Entries taken from a collection:
________________________________________

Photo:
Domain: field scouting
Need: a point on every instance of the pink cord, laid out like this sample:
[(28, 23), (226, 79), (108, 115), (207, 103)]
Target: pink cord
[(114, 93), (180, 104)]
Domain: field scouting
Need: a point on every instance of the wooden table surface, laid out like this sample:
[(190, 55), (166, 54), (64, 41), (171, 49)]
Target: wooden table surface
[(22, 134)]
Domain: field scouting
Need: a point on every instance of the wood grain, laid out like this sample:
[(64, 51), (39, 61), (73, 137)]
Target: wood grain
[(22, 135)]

________________________________________

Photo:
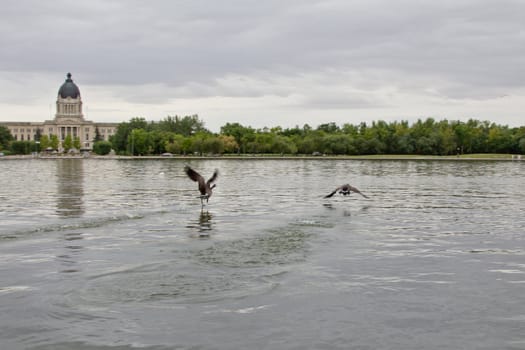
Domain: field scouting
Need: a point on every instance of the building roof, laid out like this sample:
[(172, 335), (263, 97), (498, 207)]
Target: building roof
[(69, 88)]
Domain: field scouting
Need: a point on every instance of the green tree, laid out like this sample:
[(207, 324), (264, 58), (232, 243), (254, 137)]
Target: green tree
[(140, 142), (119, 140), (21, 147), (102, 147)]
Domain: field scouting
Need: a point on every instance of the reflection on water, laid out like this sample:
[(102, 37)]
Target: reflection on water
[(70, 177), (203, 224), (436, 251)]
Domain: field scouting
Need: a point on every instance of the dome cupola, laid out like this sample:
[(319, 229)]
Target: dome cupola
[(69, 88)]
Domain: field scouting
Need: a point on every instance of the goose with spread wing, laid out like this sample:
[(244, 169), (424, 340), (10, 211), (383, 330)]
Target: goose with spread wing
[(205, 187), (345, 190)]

________________________________________

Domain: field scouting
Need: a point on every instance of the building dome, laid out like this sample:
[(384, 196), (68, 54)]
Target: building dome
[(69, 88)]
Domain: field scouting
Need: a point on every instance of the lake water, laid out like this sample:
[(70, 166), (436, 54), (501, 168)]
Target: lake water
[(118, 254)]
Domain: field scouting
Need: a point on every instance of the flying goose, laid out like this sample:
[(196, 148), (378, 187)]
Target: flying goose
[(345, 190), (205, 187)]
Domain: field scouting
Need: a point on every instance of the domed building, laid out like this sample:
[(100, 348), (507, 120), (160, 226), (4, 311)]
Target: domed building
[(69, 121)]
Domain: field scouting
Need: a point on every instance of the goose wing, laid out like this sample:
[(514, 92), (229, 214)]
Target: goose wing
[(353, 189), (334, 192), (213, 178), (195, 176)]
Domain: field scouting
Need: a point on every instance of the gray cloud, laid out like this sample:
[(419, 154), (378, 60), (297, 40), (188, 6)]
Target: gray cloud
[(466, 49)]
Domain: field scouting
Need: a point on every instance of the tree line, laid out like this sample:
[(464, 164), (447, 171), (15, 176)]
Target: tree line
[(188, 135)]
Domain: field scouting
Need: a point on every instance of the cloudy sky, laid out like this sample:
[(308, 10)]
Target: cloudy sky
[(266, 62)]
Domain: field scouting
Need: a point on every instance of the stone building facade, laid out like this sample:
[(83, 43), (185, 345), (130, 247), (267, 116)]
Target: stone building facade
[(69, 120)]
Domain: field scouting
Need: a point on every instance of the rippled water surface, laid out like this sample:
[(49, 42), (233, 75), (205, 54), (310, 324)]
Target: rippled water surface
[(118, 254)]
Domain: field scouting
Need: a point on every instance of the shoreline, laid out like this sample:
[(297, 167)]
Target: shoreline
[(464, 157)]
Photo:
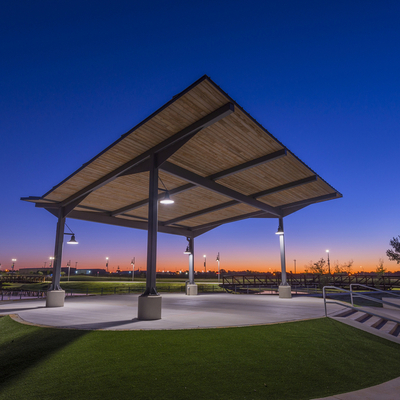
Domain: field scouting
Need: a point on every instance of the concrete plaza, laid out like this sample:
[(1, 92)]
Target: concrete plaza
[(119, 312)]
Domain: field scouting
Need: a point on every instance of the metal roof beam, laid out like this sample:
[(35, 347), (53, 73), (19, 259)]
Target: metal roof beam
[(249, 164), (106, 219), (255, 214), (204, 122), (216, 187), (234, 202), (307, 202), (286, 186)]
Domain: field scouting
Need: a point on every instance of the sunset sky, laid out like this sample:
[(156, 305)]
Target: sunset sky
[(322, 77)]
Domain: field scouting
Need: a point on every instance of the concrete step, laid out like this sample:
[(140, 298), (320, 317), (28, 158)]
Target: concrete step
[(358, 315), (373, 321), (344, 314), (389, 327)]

________________________________________

### STATED EXERCISE
Pull out each line of the rows above that contains the word "roof", and copy them.

### RESULT
Need: a point on every instance of the building roof, laid out like this sample:
Target: building roof
Need: a point on every instance of the metal roof beam, laid out like this sample:
Target: metal roof beam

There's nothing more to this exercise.